→ **Quoted text**
Posted: 02 Mar. 2022 7 min. read

Skills frameworks fuel skills-based organizations

Skills taxonomies, ontologies, graphs and clouds power SBOs

By Michael Griffiths and Ina Gantcheva

Agility is the new imperative. Those organizations that view disruption as an opportunity rather than a threat understand the importance of agility when faced with uncertainty1. To survive and thrive in today’s business climate, you don’t just need to adapt, you need to adapt quickly and effectively. That requires keeping pace with shifting industry boundaries, rapidly evolving technologies, and unpredictable change1.

As organizations navigate turbulent times, they need a workforce that can do the same; an organization is agile only to the extent that its workforce is ready to handle any need or future scenario. Yet, many organizations today are not structured in a way that unleashes the superpowers of their workforce. Rigidity, slow incremental change, and poor execution create complexity and hamper the ability to move at speed. Being able to respond to change in a fast, agile, and innovative manner must be embedded in organizational design and operation2.

A skills-based organization (SBO) can change all that. A SBO provides an integrated system that ensures that the workforce is aligned, capable, effective, adaptable, efficient, and inspired by shifting from managing employment and supervising work done in jobs, to dynamically orchestrating and cultivating ever-evolving skills and work.

Architecting a SBO

To enable agility and maintain competitiveness, SBOs3 shift from understanding the unit of work in terms of fixed, static jobs, to reimaging it in terms of a dynamic landscape of skills that can be nimbly deployed to work as it continuously evolves. This new operating model for work and workforce places skills and human capabilities at the heart of operational design, fueling a wide range of talent and business decisions, creating continual adaptiveness, and unlocking the full potential of the workforce (see Figure 1).

Figure 1: Integrate Skills Through a “Hub” and “Spoke” Model

Strategies to architect a SBO turn talent management on its head4, redefining and reimagining every talent practice to be based more on skills than on jobs, and setting a new direction for the future of work. To design and develop a resilient and agile workforce, organizations need to move away from static, unidimensional competency-based talent management to dynamic, multidimensional skills frameworks, personalizing skills and capability development to rapidly deploy talent to meet critical business needs.

From static competencies to adaptive, predictive, and personalized skills

Traditional competency models were not designed for agility or Big Data, limiting an organization’s ability to analyze their workforce and adapt their workforce strategy accordingly. The combination of knowledge, skills, abilities, behaviors, and other characteristics aligned to job activities create a static, unidimensional picture of performance, making it difficult to pinpoint where talent skill and capability challenges and opportunities exist.

→ **Dataset content**
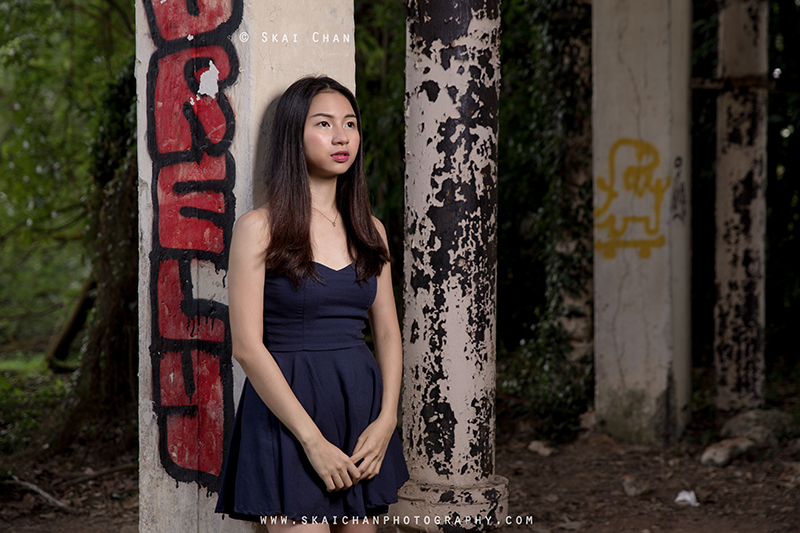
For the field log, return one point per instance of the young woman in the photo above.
(314, 438)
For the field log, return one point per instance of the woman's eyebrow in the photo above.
(328, 115)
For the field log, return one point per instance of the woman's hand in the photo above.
(337, 470)
(371, 447)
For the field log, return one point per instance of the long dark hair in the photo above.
(289, 192)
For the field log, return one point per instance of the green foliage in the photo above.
(55, 60)
(783, 192)
(380, 80)
(542, 384)
(545, 246)
(37, 286)
(28, 395)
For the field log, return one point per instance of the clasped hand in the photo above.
(337, 470)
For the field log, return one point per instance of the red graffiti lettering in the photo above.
(193, 438)
(186, 218)
(190, 126)
(174, 21)
(175, 97)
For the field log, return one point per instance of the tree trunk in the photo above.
(106, 388)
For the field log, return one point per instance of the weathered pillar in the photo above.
(741, 209)
(207, 72)
(641, 58)
(452, 83)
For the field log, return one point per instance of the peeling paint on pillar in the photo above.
(739, 312)
(453, 74)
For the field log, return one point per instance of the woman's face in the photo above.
(330, 137)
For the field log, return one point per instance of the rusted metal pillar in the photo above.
(452, 79)
(739, 310)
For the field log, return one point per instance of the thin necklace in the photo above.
(333, 222)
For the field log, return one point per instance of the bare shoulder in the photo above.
(253, 227)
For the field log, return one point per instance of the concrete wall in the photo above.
(641, 68)
(206, 81)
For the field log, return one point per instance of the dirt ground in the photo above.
(580, 487)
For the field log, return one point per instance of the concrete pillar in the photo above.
(207, 72)
(452, 83)
(641, 65)
(741, 208)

→ **Exercise instructions**
(a) In the skills frameworks article, what does the passage starting with "Figure 1: Integrate" and going on through "critical business needs." read like when "workforce" is replaced with "labor force"?
(b) According to the skills frameworks article, what does the new operating model of an SBO place at the heart of operational design?
(c) Does each statement below agree with the skills frameworks article? Answer yes or no for each, and quote the deciding words.
(i) Traditional competency models were built with agility and Big Data in mind.
(ii) Rigidity, slow incremental change, and poor execution hamper the ability to move at speed.
(iii) An organization is agile only to the extent that its workforce is ready to handle any need or future scenario.

→ **List of solutions**
(a)
Figure 1: Integrate Skills Through a “Hub” and “Spoke” Model

Strategies to architect a SBO turn talent management on its head4, redefining and reimagining every talent practice to be based more on skills than on jobs, and setting a new direction for the future of work. To design and develop a resilient and agile labor force, organizations need to move away from static, unidimensional competency-based talent management to dynamic, multidimensional skills frameworks, personalizing skills and capability development to rapidly deploy talent to meet critical business needs.

(b) Skills and human capabilities.

(c)
(i) No: "Traditional competency models were not designed for agility or Big Data"
(ii) Yes: "Rigidity, slow incremental change, and poor execution create complexity and hamper the ability to move at speed"
(iii) Yes: "an organization is agile only to the extent that its workforce is ready to handle any need or future scenario"